## WORK REQUIRED
Output only the lines below from the one containing "An <instance> block can" to the one containing "positive clicks: (148, 176)", exactly as written, both ends kept.
===== SOURCE INFORMATION =====
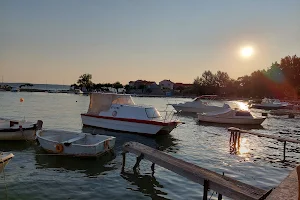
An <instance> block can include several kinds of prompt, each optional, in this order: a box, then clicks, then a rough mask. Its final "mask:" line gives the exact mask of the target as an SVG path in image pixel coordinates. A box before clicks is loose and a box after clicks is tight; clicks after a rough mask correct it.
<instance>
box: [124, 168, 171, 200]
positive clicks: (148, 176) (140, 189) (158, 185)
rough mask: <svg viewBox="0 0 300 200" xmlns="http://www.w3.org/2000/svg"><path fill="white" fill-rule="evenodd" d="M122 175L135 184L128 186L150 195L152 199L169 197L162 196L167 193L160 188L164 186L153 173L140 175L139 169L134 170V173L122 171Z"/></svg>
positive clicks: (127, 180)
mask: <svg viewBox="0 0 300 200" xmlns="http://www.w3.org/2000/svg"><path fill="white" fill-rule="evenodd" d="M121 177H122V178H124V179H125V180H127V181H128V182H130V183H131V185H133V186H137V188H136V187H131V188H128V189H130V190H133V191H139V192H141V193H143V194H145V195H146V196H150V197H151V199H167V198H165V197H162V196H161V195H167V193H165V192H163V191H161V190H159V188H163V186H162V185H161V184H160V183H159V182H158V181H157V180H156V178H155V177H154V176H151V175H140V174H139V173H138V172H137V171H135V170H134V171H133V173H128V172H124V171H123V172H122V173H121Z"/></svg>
=====
===== SOURCE INFORMATION =====
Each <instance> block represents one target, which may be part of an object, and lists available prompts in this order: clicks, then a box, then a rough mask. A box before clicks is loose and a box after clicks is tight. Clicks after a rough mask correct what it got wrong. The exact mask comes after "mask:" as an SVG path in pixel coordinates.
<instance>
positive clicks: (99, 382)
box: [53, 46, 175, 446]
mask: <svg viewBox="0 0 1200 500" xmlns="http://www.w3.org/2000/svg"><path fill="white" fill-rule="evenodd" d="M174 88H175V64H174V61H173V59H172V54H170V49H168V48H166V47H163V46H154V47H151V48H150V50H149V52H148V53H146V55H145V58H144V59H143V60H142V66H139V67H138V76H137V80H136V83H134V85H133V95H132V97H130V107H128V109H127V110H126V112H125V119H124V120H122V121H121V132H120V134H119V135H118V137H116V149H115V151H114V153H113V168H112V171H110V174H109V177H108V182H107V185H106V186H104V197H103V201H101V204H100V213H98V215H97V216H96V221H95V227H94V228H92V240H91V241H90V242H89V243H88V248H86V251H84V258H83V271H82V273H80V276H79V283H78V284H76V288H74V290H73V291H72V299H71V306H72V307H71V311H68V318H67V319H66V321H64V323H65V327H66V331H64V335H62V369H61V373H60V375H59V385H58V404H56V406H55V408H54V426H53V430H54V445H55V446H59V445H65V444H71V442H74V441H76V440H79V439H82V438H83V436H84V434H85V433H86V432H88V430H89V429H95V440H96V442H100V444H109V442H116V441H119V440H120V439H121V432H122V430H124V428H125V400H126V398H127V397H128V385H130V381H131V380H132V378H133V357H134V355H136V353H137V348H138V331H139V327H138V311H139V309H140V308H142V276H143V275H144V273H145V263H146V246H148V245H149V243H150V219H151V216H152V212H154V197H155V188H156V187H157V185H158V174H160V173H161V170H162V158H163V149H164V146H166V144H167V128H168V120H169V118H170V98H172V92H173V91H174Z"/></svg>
=====
===== SOURCE INFORMATION =====
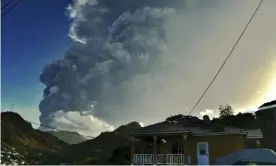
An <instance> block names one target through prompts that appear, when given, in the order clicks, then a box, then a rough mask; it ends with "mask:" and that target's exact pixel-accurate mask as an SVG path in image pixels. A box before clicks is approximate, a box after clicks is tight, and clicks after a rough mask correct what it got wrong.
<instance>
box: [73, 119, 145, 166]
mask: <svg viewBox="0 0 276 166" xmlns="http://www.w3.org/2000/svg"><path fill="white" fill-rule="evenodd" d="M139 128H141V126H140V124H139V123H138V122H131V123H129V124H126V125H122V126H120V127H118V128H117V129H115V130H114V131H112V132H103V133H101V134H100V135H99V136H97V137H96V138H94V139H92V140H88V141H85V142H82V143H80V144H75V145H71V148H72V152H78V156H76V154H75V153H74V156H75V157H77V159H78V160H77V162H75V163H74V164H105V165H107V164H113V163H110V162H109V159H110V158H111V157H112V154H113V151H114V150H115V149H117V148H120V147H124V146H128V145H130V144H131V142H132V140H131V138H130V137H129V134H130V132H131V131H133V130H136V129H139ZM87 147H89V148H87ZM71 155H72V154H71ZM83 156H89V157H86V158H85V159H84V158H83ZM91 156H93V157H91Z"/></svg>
=====
## EXERCISE SOLUTION
An <instance> block can include several kinds of prompt, each optional, in this order: a box, then clicks, then a rough mask. Its final "mask:" line gives the exact mask of the target as an SVG path in image pixel coordinates. A box before clicks is loose and a box after clicks is tight; clicks after a rough mask correct it.
<instance>
box: [124, 168, 171, 200]
positive clicks: (148, 176) (140, 189) (158, 185)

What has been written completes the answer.